MATERIAL PROVIDED:
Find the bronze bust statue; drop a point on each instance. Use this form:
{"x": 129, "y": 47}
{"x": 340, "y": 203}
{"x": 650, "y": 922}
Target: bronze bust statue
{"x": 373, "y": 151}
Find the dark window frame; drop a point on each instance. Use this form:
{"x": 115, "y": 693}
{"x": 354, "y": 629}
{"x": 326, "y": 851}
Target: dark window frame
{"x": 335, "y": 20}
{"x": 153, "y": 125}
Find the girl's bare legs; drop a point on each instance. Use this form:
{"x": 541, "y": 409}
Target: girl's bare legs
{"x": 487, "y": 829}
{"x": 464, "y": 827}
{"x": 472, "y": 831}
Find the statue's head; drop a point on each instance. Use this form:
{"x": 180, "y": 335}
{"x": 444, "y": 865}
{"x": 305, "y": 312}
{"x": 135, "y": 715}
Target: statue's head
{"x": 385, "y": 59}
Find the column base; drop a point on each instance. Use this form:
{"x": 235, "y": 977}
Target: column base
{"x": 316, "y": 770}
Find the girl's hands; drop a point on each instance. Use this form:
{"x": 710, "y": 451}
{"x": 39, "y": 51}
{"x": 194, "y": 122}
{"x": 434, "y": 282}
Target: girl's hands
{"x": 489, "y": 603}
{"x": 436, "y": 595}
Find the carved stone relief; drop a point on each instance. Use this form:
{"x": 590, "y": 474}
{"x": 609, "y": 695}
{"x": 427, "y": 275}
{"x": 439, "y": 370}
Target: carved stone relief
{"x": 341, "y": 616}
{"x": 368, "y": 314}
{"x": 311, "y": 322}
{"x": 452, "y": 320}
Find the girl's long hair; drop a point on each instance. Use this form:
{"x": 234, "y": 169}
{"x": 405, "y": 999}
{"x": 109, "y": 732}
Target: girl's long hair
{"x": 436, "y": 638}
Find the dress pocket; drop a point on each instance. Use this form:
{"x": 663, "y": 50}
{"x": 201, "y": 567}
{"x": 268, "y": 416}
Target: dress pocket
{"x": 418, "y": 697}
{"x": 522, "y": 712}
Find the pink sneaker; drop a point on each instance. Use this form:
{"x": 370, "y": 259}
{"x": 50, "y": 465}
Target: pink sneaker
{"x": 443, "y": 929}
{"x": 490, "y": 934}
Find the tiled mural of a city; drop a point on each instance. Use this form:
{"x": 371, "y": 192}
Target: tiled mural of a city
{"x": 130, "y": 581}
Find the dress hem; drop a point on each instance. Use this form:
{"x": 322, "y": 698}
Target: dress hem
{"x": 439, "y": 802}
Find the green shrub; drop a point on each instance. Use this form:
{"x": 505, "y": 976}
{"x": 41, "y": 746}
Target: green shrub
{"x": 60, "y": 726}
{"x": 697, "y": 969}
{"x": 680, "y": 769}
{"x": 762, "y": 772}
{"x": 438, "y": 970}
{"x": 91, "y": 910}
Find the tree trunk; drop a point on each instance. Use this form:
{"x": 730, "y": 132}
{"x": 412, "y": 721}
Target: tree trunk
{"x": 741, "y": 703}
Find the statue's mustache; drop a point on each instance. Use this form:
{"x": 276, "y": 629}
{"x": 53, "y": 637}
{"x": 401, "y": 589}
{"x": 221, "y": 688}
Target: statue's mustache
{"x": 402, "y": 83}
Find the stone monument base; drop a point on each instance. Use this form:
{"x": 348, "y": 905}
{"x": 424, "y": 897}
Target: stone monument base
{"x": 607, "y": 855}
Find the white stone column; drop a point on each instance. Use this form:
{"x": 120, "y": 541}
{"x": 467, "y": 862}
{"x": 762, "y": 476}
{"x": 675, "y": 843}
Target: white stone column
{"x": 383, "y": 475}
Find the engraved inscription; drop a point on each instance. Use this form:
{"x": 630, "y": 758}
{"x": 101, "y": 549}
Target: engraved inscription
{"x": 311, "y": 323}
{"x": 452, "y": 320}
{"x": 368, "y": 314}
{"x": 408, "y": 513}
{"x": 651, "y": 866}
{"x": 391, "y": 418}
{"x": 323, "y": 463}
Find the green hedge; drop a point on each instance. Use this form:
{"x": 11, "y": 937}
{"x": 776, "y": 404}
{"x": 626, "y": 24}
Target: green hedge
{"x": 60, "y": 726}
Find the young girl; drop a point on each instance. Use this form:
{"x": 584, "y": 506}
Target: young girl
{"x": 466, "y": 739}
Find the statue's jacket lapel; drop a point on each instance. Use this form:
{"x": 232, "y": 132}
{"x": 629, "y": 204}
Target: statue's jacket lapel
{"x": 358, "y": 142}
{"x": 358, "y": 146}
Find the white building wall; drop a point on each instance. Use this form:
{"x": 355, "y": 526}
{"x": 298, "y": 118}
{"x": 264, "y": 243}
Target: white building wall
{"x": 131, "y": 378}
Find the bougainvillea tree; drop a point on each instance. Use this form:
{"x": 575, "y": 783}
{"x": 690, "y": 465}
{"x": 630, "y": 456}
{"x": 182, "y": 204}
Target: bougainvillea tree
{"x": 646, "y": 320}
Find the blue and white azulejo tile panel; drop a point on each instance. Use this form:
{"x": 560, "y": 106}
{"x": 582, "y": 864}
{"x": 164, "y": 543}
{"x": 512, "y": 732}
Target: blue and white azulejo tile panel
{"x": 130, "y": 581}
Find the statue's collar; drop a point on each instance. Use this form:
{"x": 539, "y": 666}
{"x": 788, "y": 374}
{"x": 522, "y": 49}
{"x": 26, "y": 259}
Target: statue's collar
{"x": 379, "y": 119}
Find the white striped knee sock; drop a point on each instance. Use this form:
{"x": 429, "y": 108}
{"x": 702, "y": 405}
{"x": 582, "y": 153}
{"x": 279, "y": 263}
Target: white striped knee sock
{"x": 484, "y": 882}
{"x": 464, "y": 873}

TASK BRIEF: Rewrite all the records above, replacing every "Use this form" with "Follow this format" and leaving everything else unchanged.

TASK RESPONSE:
Find the bronze bust statue; drop a point on each instance. Follow this format:
{"x": 129, "y": 47}
{"x": 340, "y": 203}
{"x": 650, "y": 922}
Target: bronze bust statue
{"x": 373, "y": 151}
Find the dark window frame; drop a point on each instance. Follow this format:
{"x": 115, "y": 693}
{"x": 354, "y": 629}
{"x": 326, "y": 851}
Target: dark window frame
{"x": 335, "y": 20}
{"x": 153, "y": 125}
Find the girl's bare legs; drop a point on each instance. Follow this format:
{"x": 541, "y": 409}
Target: girl's bare legs
{"x": 487, "y": 829}
{"x": 464, "y": 827}
{"x": 472, "y": 831}
Find the statue's head; drop a point on each instance. Follow this format:
{"x": 180, "y": 335}
{"x": 444, "y": 865}
{"x": 305, "y": 312}
{"x": 135, "y": 715}
Target: statue's head
{"x": 385, "y": 59}
Find the column base; drop a point on each instance. Follow this format:
{"x": 235, "y": 977}
Target: column base
{"x": 316, "y": 770}
Find the girl's hands; drop a point on each instance. Follow this format:
{"x": 710, "y": 451}
{"x": 39, "y": 51}
{"x": 194, "y": 122}
{"x": 434, "y": 282}
Target: girl's hands
{"x": 489, "y": 603}
{"x": 436, "y": 595}
Find the carved stone relief; drop a point on each instance. Follow this format:
{"x": 590, "y": 474}
{"x": 609, "y": 695}
{"x": 427, "y": 275}
{"x": 439, "y": 370}
Target: carved stone relief
{"x": 341, "y": 616}
{"x": 368, "y": 314}
{"x": 311, "y": 322}
{"x": 452, "y": 320}
Find the girl's long hair; drop a point on each instance. Follow this format:
{"x": 234, "y": 169}
{"x": 405, "y": 999}
{"x": 109, "y": 732}
Target: girl's long hair
{"x": 436, "y": 638}
Find the dress pocket; drop a point on each instance. Follow this format:
{"x": 663, "y": 50}
{"x": 201, "y": 567}
{"x": 268, "y": 416}
Target: dress pocket
{"x": 418, "y": 697}
{"x": 522, "y": 712}
Find the pink sneaker; drop a point on each instance. Follow this format:
{"x": 370, "y": 259}
{"x": 50, "y": 465}
Target: pink sneaker
{"x": 443, "y": 929}
{"x": 490, "y": 934}
Find the tiled mural of a city; drop a point on each instance. Follow this format:
{"x": 371, "y": 192}
Target: tiled mural of a city
{"x": 130, "y": 581}
Find the dress hem; drop a point on each instance. Follow this format:
{"x": 322, "y": 698}
Target: dress hem
{"x": 439, "y": 802}
Find the green shrub; drop a point on each instance. Follow this format:
{"x": 505, "y": 976}
{"x": 41, "y": 746}
Target: green shrub
{"x": 60, "y": 726}
{"x": 697, "y": 969}
{"x": 680, "y": 769}
{"x": 762, "y": 772}
{"x": 438, "y": 970}
{"x": 91, "y": 910}
Find the tree trunk; drop a point on each instance. Follow this format:
{"x": 730, "y": 132}
{"x": 412, "y": 721}
Target: tree trunk
{"x": 741, "y": 703}
Find the statue's mustache; drop a point on each instance. Follow this format:
{"x": 276, "y": 629}
{"x": 53, "y": 637}
{"x": 401, "y": 589}
{"x": 221, "y": 688}
Target: statue's mustache
{"x": 402, "y": 83}
Find the stone monument base; drop a point on each instance. Follow this format:
{"x": 348, "y": 905}
{"x": 424, "y": 897}
Target: stone monument base
{"x": 607, "y": 855}
Find the white stone column; drop a point on each instance. Follow this format:
{"x": 120, "y": 541}
{"x": 467, "y": 862}
{"x": 762, "y": 476}
{"x": 675, "y": 843}
Target: white stone column
{"x": 383, "y": 475}
Find the engraved inscription; drop a point on each instance. Follow this format:
{"x": 630, "y": 758}
{"x": 101, "y": 549}
Target: engraved inscription
{"x": 311, "y": 323}
{"x": 452, "y": 320}
{"x": 368, "y": 314}
{"x": 408, "y": 513}
{"x": 651, "y": 866}
{"x": 391, "y": 418}
{"x": 323, "y": 463}
Find the green hedge; drop a point on each instance. Follow this format:
{"x": 11, "y": 937}
{"x": 776, "y": 404}
{"x": 626, "y": 24}
Target: green hedge
{"x": 60, "y": 726}
Find the young girl; drop a point on each instance. Follow this format:
{"x": 584, "y": 506}
Target: young girl
{"x": 466, "y": 739}
Find the statue's jacket lapel; drop a point on each instance. Follow this format:
{"x": 232, "y": 132}
{"x": 629, "y": 204}
Target: statue's jacket lapel
{"x": 358, "y": 142}
{"x": 358, "y": 146}
Find the white building wall; drop a point on each instance. Follow this format:
{"x": 355, "y": 526}
{"x": 298, "y": 118}
{"x": 264, "y": 243}
Target: white building wall
{"x": 131, "y": 378}
Find the bougainvillea tree; drop a point on each instance. Follow this format:
{"x": 575, "y": 783}
{"x": 690, "y": 465}
{"x": 630, "y": 456}
{"x": 182, "y": 204}
Target: bougainvillea tree
{"x": 646, "y": 320}
Find the blue and white azulejo tile panel; drop a point on each instance. Follow this format:
{"x": 560, "y": 106}
{"x": 582, "y": 864}
{"x": 164, "y": 543}
{"x": 512, "y": 732}
Target: blue and white azulejo tile panel
{"x": 130, "y": 581}
Find the statue's collar; drop a point on each instance. Follow this format:
{"x": 539, "y": 666}
{"x": 788, "y": 374}
{"x": 522, "y": 49}
{"x": 26, "y": 259}
Target: statue's collar
{"x": 379, "y": 119}
Find the white striped knee sock; drop a point on each instance. Follow this format:
{"x": 429, "y": 108}
{"x": 702, "y": 405}
{"x": 582, "y": 153}
{"x": 279, "y": 263}
Target: white striped knee sock
{"x": 484, "y": 882}
{"x": 464, "y": 873}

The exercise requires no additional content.